« Décembre 1941, une semaine après Pearl Harbor, la Californie, comme le reste des Etats-Unis est en ébullition : l’attaque surprise des japonais à Hawaï a plongé la population dans l’hystérie et la certitude d’être la prochaine cible de l’empire du Soleil Levant. C’est dans ce climat de folie collective qu’un sous-marin japonais fait surface juste à côté de Los Angeles… »
Rencontre de trois types.
A l’origine de ce projet colossal, il y a deux hommes, un duo en fait : celui qui sera à l’origine d’un des plus gros succès des années 80 : Retour vers le futur; « les deux Bob », à savoir Robert Zemeckis et son compère Bob Gale. Au début des années 70, Zemeckis et Gale sont fraîchement sortis de USC (University of Southern California, d’où sortent un bon paquet de réalisateurs et scénaristes qui émergeront à cette période). Ils jettent plusieurs idées de scénarios sur le papier, l’un d’eux : Tank, va attirer l’attention de John Milius (lui aussi ancien de USC). Intéressé par le duo, leurs idées et leur énergie, Milius va leur demander quelles autres possibilités de scénarios les deux compères ont en tête.
« The night the japs attacked Hollywood »

### INFORMATIONS EXTRAITES

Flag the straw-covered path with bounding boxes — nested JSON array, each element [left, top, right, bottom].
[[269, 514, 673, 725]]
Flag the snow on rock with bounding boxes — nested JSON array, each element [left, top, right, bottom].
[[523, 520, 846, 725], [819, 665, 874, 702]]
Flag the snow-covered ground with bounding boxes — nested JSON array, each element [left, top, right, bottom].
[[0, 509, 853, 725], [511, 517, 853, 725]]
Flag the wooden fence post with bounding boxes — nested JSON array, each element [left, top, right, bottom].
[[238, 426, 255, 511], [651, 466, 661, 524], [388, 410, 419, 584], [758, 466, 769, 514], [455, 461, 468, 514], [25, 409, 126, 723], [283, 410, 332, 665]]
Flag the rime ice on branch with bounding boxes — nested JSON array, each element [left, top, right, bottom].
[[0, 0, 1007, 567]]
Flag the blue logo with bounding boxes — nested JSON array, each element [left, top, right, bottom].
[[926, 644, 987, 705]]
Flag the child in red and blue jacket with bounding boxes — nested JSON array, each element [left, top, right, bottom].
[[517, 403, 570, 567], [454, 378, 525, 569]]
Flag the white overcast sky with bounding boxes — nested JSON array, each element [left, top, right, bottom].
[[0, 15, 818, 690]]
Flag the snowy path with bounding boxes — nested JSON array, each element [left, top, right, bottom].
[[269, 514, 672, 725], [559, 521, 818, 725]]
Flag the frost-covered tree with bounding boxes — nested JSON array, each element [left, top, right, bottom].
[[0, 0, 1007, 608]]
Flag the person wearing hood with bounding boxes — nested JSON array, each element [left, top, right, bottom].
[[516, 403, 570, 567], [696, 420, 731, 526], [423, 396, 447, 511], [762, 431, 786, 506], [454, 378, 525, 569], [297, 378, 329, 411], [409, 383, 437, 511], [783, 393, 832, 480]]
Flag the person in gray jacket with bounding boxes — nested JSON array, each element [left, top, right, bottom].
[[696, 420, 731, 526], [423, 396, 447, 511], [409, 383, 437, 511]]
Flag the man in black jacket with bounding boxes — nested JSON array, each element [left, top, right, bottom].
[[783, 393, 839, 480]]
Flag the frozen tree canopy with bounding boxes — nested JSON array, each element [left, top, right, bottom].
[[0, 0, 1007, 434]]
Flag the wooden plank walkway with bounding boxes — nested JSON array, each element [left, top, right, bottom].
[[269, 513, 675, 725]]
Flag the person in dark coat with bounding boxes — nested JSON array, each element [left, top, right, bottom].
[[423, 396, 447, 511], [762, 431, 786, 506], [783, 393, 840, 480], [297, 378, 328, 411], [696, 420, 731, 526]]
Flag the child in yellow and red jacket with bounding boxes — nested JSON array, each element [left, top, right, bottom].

### ÉNONCÉ DE LA TÂCHE
Pouvez-vous recopier fidèlement le passage fourni, à partir des mots « A l’origine de » et jusqu'aux mots « ont en tête. » inclus ? Seul le passage fourni doit servir de source.

### RÉPONSE FINALE
A l’origine de ce projet colossal, il y a deux hommes, un duo en fait : celui qui sera à l’origine d’un des plus gros succès des années 80 : Retour vers le futur; « les deux Bob », à savoir Robert Zemeckis et son compère Bob Gale. Au début des années 70, Zemeckis et Gale sont fraîchement sortis de USC (University of Southern California, d’où sortent un bon paquet de réalisateurs et scénaristes qui émergeront à cette période). Ils jettent plusieurs idées de scénarios sur le papier, l’un d’eux : Tank, va attirer l’attention de John Milius (lui aussi ancien de USC). Intéressé par le duo, leurs idées et leur énergie, Milius va leur demander quelles autres possibilités de scénarios les deux compères ont en tête.